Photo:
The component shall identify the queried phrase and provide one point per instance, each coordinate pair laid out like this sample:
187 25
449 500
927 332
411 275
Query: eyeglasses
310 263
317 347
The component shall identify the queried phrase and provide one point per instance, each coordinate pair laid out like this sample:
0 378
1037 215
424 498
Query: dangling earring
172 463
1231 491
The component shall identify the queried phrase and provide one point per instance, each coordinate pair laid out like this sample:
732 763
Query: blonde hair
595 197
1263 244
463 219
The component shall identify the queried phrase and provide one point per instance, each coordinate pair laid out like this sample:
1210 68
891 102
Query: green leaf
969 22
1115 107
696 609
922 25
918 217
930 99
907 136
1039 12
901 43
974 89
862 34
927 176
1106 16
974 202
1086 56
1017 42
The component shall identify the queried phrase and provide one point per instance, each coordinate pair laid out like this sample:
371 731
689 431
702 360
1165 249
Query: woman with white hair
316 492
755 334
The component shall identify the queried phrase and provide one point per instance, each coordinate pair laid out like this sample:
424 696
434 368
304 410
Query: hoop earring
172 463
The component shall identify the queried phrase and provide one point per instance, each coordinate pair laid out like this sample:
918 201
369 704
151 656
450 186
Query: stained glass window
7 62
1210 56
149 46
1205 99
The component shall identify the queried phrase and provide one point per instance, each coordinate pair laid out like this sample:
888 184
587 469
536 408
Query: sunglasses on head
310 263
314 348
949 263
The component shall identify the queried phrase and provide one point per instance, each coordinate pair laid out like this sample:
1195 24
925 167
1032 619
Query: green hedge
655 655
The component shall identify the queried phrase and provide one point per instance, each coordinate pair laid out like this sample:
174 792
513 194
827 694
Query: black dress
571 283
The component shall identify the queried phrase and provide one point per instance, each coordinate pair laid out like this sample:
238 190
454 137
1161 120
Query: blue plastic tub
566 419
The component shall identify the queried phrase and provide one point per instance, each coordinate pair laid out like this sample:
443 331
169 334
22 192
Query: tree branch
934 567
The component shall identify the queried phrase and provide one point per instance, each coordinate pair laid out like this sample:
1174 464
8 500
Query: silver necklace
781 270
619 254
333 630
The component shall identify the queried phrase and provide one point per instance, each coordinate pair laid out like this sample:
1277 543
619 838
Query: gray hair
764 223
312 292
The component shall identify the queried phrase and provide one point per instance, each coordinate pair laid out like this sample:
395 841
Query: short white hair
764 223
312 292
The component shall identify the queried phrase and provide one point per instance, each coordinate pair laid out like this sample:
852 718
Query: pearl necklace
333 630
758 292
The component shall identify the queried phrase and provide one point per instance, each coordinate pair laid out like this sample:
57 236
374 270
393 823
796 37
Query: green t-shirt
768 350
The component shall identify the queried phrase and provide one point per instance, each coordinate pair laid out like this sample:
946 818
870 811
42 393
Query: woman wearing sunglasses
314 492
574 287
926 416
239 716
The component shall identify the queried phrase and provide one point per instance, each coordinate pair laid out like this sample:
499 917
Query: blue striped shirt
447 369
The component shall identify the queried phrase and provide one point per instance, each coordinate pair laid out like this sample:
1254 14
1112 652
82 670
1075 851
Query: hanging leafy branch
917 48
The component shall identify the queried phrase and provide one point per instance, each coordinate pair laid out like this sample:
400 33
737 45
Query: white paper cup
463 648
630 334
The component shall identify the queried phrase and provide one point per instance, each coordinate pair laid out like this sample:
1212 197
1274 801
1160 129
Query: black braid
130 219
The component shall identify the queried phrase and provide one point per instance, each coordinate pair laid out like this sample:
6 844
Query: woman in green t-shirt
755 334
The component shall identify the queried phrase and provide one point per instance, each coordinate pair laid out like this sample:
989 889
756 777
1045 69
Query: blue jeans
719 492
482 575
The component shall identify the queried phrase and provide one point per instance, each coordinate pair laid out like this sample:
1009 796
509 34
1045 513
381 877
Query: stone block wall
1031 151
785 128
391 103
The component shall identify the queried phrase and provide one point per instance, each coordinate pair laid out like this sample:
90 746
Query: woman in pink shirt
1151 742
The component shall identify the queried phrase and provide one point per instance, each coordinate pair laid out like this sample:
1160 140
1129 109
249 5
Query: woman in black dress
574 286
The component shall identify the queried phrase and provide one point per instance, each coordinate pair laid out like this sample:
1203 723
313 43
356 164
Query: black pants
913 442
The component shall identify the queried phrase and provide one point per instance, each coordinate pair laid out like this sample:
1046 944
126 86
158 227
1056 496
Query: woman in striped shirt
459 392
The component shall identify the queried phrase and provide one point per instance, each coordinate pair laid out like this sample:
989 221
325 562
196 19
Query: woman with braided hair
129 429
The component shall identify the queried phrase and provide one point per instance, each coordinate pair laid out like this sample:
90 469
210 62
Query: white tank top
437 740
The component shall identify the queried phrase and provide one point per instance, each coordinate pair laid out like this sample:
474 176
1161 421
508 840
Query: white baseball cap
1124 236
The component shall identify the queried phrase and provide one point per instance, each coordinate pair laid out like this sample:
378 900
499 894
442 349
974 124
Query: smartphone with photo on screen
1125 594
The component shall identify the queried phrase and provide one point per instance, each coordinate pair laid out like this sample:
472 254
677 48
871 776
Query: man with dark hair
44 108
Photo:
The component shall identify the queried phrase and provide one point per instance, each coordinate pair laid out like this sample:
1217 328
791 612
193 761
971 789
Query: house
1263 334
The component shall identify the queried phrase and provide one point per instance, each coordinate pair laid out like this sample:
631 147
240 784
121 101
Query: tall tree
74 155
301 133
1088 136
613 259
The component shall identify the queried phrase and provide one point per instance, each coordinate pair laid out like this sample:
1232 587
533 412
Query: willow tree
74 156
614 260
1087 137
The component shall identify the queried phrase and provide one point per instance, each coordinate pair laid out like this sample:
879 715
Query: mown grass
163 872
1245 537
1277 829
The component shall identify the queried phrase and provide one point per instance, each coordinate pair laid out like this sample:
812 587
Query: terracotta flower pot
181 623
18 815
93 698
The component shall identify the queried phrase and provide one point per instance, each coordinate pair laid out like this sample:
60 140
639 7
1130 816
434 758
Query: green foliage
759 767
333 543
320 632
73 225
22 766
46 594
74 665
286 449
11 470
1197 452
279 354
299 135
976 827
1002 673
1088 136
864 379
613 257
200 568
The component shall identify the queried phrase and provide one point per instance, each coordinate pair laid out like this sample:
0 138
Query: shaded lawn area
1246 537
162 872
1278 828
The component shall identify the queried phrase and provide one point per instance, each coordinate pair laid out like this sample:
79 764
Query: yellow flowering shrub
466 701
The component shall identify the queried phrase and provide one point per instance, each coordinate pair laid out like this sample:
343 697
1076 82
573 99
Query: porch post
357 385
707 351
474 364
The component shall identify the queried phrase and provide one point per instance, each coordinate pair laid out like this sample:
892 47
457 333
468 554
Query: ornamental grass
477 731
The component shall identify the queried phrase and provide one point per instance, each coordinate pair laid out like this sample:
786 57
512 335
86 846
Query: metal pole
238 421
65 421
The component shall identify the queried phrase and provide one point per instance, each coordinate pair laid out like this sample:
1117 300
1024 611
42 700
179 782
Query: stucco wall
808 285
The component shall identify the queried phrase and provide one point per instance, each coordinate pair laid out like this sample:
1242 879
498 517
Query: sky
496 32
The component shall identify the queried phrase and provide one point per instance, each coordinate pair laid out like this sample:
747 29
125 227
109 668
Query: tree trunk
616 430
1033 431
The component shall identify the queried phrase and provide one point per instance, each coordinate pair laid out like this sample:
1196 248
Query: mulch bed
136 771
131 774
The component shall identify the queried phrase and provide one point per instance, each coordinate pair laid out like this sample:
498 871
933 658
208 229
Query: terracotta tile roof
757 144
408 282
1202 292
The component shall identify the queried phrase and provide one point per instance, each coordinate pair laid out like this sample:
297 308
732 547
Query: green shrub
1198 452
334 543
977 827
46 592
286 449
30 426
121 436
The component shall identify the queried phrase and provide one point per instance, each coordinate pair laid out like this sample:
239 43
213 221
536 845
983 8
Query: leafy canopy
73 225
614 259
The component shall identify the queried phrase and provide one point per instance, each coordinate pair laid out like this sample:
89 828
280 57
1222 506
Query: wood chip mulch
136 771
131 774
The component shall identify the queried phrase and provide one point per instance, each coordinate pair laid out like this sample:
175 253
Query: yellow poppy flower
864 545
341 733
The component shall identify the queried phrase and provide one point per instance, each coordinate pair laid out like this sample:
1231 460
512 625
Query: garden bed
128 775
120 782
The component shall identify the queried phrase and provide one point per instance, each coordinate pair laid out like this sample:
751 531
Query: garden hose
----------
* EXERCISE INSTRUCTIONS
Locate every line in the material that contains the word "yellow" and copy each of those lines.

* IN RESPONSE
Query: yellow flowering shrub
Query: yellow poppy flower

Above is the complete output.